= Problem to solve =
Transcribe the listing exactly, leaving out every picture.

(Records for processing Opens)

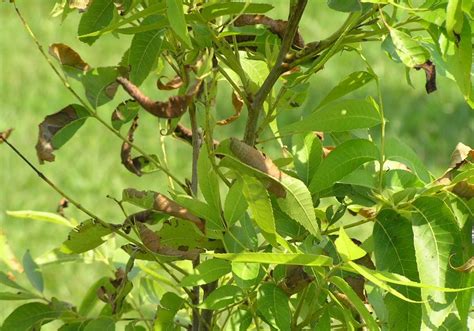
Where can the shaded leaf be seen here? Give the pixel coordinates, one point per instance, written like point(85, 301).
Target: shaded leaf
point(86, 236)
point(173, 108)
point(33, 272)
point(57, 129)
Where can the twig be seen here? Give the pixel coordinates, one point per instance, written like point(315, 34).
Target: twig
point(296, 12)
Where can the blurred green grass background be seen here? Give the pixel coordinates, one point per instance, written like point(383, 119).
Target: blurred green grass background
point(88, 167)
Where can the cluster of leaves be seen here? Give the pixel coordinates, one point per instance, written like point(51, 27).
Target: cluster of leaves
point(253, 240)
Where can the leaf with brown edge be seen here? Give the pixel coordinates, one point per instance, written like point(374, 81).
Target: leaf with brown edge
point(466, 267)
point(255, 159)
point(57, 129)
point(277, 27)
point(173, 84)
point(5, 134)
point(126, 150)
point(237, 103)
point(68, 57)
point(430, 73)
point(148, 237)
point(174, 107)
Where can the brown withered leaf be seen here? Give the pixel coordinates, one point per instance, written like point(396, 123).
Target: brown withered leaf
point(149, 238)
point(277, 27)
point(237, 103)
point(51, 134)
point(466, 267)
point(68, 57)
point(126, 151)
point(254, 158)
point(174, 107)
point(5, 134)
point(173, 84)
point(168, 206)
point(430, 73)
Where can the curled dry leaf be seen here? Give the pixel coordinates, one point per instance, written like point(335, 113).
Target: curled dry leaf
point(430, 73)
point(277, 27)
point(57, 129)
point(254, 158)
point(132, 165)
point(173, 84)
point(174, 107)
point(68, 57)
point(5, 134)
point(149, 238)
point(237, 103)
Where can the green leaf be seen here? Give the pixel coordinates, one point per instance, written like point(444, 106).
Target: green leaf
point(310, 260)
point(395, 252)
point(356, 301)
point(13, 296)
point(209, 181)
point(221, 297)
point(174, 10)
point(342, 161)
point(33, 272)
point(298, 204)
point(101, 324)
point(408, 49)
point(98, 15)
point(436, 237)
point(273, 306)
point(100, 85)
point(86, 236)
point(346, 248)
point(56, 129)
point(307, 155)
point(41, 216)
point(397, 151)
point(235, 203)
point(206, 272)
point(349, 84)
point(144, 50)
point(27, 316)
point(338, 116)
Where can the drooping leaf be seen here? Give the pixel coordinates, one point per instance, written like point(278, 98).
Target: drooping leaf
point(436, 237)
point(307, 155)
point(86, 236)
point(174, 10)
point(206, 272)
point(33, 272)
point(273, 306)
point(98, 15)
point(221, 297)
point(342, 161)
point(310, 260)
point(27, 316)
point(346, 248)
point(144, 50)
point(395, 252)
point(57, 129)
point(338, 116)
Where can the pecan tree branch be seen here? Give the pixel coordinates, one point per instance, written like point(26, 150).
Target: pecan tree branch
point(296, 12)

(Records for processing Closes)

= Response for this exercise =
Where can the shaded leaf be seen here? Give the pixel coordinates, one point per instance, written like point(85, 301).
Target: shaded leaf
point(86, 236)
point(173, 108)
point(33, 272)
point(57, 129)
Where can the twig be seen here? Give the pixel coordinates, one point per instance, written like point(315, 34).
Target: twig
point(296, 12)
Where can the blurred green grass background be seen here? Give the pixel coordinates, one point per instance, written like point(383, 119).
Target: blurred green grass background
point(88, 167)
Where can the cluster of leaves be seen here? Give the pixel coordinates, one point per instance, written like point(51, 27).
Target: cluster of leaves
point(253, 240)
Where can the leaf with brown edge be seen here? Give the pixel coordinates, one point per instance, written like point(374, 81).
Target: leaf with brown edge
point(466, 267)
point(255, 159)
point(57, 129)
point(277, 27)
point(173, 84)
point(5, 134)
point(126, 150)
point(237, 103)
point(68, 57)
point(430, 73)
point(148, 237)
point(174, 107)
Where can the brown withered leaf be seen here? Give the pixel coordinates, one point per instance, written like point(396, 123).
Target: brown withered leaf
point(149, 238)
point(277, 27)
point(237, 103)
point(51, 134)
point(466, 267)
point(68, 57)
point(126, 151)
point(254, 158)
point(174, 107)
point(5, 134)
point(173, 84)
point(168, 206)
point(430, 73)
Where can the curled dry leaf be seen here? Give the pixel coordinates, one point per instance, written like point(335, 113).
Target: curled dry leaf
point(430, 73)
point(277, 27)
point(57, 129)
point(254, 158)
point(132, 165)
point(173, 84)
point(174, 107)
point(68, 57)
point(5, 134)
point(149, 238)
point(237, 103)
Where can the green leaf be seen here? Give the pixel coordinates, one point per instance, written like point(444, 106).
Target: green leaf
point(310, 260)
point(395, 252)
point(356, 301)
point(13, 296)
point(209, 181)
point(221, 297)
point(174, 10)
point(342, 161)
point(33, 272)
point(298, 204)
point(101, 324)
point(408, 49)
point(98, 15)
point(436, 237)
point(273, 306)
point(100, 85)
point(86, 236)
point(346, 248)
point(56, 129)
point(307, 155)
point(41, 216)
point(397, 151)
point(235, 203)
point(206, 272)
point(349, 84)
point(144, 50)
point(27, 316)
point(338, 116)
Where can the drooping leaf be seen here? Give the pixel coordinates, one point per instance, written like point(278, 98).
Target: drooping leaf
point(436, 237)
point(307, 155)
point(86, 236)
point(174, 10)
point(206, 272)
point(33, 272)
point(273, 306)
point(98, 15)
point(221, 297)
point(342, 161)
point(310, 260)
point(27, 316)
point(346, 248)
point(144, 50)
point(395, 252)
point(57, 129)
point(338, 116)
Where can the pecan tree branch be seen here? Give the pixel coordinates, one point per instance, written like point(26, 150).
Target: pecan tree branch
point(296, 12)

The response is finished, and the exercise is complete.